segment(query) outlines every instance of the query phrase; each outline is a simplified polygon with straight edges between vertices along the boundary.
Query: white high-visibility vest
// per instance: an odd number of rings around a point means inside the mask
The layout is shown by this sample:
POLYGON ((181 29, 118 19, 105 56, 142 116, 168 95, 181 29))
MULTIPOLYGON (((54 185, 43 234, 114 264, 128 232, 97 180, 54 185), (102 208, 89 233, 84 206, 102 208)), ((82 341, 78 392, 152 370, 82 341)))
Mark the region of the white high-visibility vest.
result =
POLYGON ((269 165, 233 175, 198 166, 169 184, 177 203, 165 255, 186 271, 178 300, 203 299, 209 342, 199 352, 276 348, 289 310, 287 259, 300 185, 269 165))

-- -- --

- WHAT THE TASK REQUIRES -
Print only the lines that run from the start of the listing to the line bearing "POLYGON ((181 29, 118"; please keep the first line and that last one, exactly as they appear.

- EXERCISE ANSWER -
segment(query) outlines every instance of the query phrase; each outline is a simplified polygon with straight edges between vertices along the boundary.
Query: white high-visibility vest
// per instance: an odd number of rings around a point means inside the mask
The layout is shown by this sample:
POLYGON ((181 29, 118 19, 105 56, 142 116, 168 95, 181 29))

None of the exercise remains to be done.